> _PAGE EXTRACT_
Start

Of course they will always want to be seen as "doing something" and never want
to take the chance that someone's threats, real or fake, ever get carried out.
But we are so hysterical about some form of terror _maybe_ happening that we
completely ignore the state terror that _is_ happening. This isn't worth the
imprisonment of our citizens for thoughtcrime!

------
dmazin
By the way, at least in California, $500,000 is the recommended bail for...
perjury? Threat of violence? Assault of a police officer? No: that's the
recommended bail for an attempted assassination of a public official using a
machine gun.

Presumably, the bond is this large because someone behind the case was afraid
the kid might attack the school. On the one hand, this is understandable
(though not excusable) because of previous events in that area. On the other,
this is what leads to thought police and such behavior from courts needs to be
destroyed at the core.

------
Fuxy
Wow ironic sarcasm is punishable with 10 years in prison I didn't know that. I
can tell even without seeing the context.

BTW doesn't this violate freedom of speech? The kid didn't commit any crime he
said some stupid things on Facebook as far as I know that shouldn't be a
punishable offense.

Or are we becoming like the Minority Report without the time travel?

------
leot
"Terroristic" \-- this whole concept is straight out of 1984. How is it
useful, legally?

What qualifies as "terroristic" and what doesn't? Does threatening to organize
an online sit-in count? If not, why?

I'm already censoring myself. Congratulations America.

------
jack-r-abbit
The bail is over the top. I don't know enough about what it takes for a charge
to be a felony or not. I do know that a lot of things straddle the line
between felony and not felony and then certain other factors can tip it one
way or the other. Not sure if this is the case here. I'm guessing the word
"terroristic" gets people all worked up since what he did is no where near
what we think of today as a "terrorist". But when you take that word back to
its root (and forget all the current political and emotional baggage it has
today) it is fitting. And as has been discussed before, the amount of jail
time cited in an article usually depends on the bias the article has. Stories
like this love to toss around the absolute max sentence that this level of
crime could bring. It makes the actions of legal system appear all the more
ridiculous. ("Wah? 10 years for a stupid Facebook post?") But stories the
other way (about some bad person getting off easy) like to throw around the
absolute minimum sentence. This also makes the legal system appear all the
more ridiculous. ("Wah? He could be out in as little as _some short time_ for
murder?") Even better is when they pair the two together and say that some
relatively minor offence has a max sentence of X, while some other horrific
offence can carry a sentence as little as Y (where X > Y).

End

> _STATED TASK_
In the forum thread, what recommended bail does dmazin cite for an attempted assassination of a public official using a machine gun in California?

> _EXTRACTED RECORDS_
Start

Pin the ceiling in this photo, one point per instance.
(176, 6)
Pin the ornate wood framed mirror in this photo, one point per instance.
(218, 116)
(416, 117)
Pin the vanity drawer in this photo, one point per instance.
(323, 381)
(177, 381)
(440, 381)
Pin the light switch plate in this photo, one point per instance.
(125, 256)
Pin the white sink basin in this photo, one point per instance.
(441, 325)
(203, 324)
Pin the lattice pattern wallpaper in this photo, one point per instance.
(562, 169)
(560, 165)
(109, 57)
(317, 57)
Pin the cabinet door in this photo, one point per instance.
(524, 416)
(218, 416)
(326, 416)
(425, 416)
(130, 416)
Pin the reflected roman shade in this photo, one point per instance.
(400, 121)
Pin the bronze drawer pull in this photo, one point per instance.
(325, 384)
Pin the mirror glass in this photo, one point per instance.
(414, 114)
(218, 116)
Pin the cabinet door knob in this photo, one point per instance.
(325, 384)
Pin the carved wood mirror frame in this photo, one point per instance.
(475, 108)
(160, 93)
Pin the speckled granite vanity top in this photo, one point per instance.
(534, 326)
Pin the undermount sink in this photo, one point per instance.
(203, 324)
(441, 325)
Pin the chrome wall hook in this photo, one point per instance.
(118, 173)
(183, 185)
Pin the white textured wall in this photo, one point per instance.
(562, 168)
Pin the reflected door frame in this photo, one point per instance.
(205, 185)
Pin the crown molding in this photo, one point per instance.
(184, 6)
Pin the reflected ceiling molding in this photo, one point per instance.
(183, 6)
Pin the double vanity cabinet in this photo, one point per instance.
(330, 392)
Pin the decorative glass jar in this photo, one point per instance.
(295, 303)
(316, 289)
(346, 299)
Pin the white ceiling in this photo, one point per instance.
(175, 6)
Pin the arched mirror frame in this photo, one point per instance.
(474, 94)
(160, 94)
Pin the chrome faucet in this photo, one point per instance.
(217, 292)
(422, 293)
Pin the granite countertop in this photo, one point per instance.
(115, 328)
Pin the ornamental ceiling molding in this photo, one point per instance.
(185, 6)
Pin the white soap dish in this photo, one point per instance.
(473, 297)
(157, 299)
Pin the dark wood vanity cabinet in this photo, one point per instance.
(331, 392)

End
Start

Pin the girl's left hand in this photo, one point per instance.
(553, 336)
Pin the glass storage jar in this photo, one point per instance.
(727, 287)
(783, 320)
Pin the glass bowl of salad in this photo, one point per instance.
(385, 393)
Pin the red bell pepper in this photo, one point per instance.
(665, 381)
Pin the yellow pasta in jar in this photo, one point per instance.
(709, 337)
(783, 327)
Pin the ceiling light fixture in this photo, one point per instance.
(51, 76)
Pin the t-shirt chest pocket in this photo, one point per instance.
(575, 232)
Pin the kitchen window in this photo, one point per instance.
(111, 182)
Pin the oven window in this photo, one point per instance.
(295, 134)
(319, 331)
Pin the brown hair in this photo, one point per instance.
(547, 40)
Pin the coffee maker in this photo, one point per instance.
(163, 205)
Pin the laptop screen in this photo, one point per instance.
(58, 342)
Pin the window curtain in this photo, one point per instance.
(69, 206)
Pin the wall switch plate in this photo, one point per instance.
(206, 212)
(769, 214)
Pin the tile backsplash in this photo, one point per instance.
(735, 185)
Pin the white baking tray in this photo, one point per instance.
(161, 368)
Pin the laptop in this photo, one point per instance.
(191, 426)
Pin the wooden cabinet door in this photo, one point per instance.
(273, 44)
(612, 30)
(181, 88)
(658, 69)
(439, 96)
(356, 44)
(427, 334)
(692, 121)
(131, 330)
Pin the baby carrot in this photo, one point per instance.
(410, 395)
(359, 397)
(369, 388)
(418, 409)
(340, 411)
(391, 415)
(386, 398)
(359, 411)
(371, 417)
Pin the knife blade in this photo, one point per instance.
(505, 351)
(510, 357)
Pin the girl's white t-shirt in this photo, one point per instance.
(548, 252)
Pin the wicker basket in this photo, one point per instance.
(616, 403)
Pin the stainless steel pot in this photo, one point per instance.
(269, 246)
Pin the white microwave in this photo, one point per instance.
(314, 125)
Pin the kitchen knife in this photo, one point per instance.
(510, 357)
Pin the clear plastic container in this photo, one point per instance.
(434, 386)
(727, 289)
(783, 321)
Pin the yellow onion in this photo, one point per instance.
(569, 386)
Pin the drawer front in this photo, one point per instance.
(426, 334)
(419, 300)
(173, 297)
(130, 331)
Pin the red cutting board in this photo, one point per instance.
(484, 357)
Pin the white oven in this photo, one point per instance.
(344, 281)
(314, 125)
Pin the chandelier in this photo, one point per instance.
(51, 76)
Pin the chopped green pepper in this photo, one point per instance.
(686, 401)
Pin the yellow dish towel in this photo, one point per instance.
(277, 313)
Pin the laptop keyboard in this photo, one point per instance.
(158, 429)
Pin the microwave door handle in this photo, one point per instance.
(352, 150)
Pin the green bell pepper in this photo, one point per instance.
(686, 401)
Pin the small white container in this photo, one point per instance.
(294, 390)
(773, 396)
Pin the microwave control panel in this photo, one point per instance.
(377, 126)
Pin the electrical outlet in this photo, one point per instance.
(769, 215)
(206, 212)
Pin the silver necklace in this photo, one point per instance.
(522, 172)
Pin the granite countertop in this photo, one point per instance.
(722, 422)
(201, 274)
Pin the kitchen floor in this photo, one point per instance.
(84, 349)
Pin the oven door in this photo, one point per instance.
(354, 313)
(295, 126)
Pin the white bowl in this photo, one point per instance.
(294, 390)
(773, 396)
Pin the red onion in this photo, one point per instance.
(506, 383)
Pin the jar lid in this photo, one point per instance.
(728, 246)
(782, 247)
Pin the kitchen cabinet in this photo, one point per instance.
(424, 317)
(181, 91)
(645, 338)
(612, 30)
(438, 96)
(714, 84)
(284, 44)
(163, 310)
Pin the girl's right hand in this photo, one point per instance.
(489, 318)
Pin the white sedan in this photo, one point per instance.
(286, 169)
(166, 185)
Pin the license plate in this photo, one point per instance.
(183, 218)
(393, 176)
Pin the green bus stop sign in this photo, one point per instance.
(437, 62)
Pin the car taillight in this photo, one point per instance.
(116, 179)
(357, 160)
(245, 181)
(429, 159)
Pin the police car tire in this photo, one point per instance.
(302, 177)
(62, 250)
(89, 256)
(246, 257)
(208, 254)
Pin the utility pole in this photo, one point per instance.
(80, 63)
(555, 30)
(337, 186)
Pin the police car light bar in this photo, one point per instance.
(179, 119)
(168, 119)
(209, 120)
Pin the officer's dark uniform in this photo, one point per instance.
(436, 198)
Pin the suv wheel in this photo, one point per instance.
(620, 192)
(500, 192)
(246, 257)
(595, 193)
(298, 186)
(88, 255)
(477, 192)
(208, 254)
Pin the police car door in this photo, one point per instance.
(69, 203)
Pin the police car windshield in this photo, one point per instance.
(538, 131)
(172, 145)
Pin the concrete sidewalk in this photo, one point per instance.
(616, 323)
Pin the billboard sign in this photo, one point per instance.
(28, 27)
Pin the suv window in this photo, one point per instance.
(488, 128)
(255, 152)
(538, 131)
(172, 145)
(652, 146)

End

> _EXERCISE RESULT_
$500,000